▸ GIVEN REQUEST
Exact reproduction of the data is required, with images excluded.

A block of data:
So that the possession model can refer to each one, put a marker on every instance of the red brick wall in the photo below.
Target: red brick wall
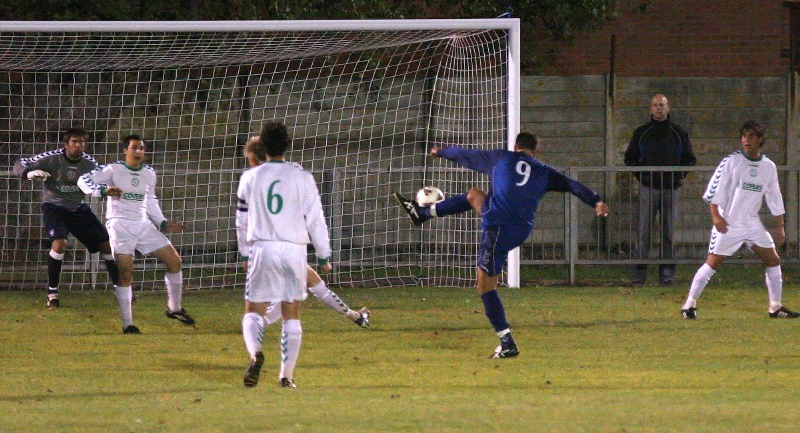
(681, 38)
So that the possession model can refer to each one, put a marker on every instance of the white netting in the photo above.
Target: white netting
(363, 108)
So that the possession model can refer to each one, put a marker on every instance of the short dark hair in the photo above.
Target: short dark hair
(255, 148)
(275, 138)
(752, 126)
(527, 140)
(74, 132)
(127, 140)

▸ ANSWER TO THE EXERCISE
So that the possession model can refer to each one, put a marker on every instance of the red brick wall in the photo below.
Target: red brick wall
(681, 38)
So that the possession model can refer to each one, put a marker on every instance of the white netting in the photo above.
Target: white netting
(363, 108)
So that the possession model can refer to each one, put a marker on every instance of the short dark hair in the photo above.
Target: short dark hair
(255, 148)
(275, 138)
(752, 126)
(527, 140)
(74, 132)
(127, 140)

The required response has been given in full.